■ Input
--

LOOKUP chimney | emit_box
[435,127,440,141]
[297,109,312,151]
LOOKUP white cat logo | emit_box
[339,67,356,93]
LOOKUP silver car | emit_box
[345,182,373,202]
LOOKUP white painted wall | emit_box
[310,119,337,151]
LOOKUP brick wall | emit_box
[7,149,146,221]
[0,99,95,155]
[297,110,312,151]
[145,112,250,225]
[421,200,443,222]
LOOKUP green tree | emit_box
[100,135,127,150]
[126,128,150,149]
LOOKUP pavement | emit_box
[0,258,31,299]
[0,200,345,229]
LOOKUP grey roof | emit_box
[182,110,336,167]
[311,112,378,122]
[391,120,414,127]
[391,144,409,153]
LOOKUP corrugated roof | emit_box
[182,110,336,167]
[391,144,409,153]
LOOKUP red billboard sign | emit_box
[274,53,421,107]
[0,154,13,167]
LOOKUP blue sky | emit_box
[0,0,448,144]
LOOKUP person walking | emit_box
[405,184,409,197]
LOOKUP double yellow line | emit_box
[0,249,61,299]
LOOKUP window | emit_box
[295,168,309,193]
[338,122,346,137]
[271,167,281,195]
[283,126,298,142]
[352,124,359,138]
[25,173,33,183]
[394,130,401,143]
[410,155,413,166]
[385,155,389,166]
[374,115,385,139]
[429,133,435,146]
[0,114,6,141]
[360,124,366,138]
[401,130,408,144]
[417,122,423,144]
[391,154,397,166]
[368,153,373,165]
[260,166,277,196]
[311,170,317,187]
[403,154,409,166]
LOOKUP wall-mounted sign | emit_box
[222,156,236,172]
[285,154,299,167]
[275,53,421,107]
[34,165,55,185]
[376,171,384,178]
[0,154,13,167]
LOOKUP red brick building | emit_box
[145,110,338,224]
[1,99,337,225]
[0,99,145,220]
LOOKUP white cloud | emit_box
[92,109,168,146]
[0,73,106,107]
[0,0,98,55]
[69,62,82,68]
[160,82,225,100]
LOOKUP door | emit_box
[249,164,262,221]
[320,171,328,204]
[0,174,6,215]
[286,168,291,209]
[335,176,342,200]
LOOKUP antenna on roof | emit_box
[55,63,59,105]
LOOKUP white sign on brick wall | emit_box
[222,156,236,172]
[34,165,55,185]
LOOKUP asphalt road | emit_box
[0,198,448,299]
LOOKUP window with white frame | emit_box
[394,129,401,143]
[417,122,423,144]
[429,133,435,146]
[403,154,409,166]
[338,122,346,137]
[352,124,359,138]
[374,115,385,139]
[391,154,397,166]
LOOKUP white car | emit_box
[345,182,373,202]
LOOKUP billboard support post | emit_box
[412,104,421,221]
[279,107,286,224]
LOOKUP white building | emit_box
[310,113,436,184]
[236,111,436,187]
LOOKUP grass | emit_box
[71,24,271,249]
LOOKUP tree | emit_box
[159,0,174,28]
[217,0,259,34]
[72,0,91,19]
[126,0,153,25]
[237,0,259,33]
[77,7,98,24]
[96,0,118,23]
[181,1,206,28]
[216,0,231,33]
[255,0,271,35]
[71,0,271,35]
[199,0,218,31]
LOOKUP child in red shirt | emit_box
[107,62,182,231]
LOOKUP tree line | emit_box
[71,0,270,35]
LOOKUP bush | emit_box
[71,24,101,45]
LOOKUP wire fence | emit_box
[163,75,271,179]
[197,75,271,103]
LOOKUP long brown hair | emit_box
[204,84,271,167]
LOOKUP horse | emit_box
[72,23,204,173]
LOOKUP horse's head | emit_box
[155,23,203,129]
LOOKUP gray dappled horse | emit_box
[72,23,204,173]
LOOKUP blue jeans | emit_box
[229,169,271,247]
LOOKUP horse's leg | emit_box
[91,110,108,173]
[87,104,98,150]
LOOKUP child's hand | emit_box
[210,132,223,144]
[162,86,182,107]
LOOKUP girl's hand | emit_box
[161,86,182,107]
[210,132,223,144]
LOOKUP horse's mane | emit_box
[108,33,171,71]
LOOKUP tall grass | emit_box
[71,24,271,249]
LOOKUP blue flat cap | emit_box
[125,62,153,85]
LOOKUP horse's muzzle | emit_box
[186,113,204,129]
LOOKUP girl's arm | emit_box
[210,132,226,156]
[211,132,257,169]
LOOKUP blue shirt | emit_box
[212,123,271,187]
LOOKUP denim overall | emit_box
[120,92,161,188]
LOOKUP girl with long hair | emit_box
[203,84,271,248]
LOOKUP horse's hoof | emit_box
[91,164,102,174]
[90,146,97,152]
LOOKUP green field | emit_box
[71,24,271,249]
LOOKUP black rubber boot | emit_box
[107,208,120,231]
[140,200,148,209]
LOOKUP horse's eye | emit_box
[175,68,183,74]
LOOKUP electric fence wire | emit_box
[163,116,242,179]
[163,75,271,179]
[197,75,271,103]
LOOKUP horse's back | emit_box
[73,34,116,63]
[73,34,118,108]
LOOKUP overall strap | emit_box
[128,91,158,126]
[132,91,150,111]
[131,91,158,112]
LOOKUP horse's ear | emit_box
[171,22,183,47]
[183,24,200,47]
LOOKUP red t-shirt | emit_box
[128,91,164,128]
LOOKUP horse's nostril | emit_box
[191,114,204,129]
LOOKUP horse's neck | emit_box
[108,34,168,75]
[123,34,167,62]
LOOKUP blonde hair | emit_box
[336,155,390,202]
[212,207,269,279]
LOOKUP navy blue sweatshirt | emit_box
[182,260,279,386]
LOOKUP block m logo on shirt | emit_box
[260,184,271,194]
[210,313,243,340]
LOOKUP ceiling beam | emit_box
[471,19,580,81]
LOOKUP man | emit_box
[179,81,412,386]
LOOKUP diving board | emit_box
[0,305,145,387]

--

■ The problem
Please reproduce the closing stretch of the records, from the line with "LOOKUP block m logo on shirt | emit_box" through the last line, exactly as it stands.

■ Written solution
LOOKUP block m logo on shirt | emit_box
[260,184,271,194]
[210,313,243,340]
LOOKUP ceiling beam | emit_box
[471,19,580,81]
LOOKUP man | emit_box
[179,81,412,386]
LOOKUP diving board | emit_box
[0,305,145,387]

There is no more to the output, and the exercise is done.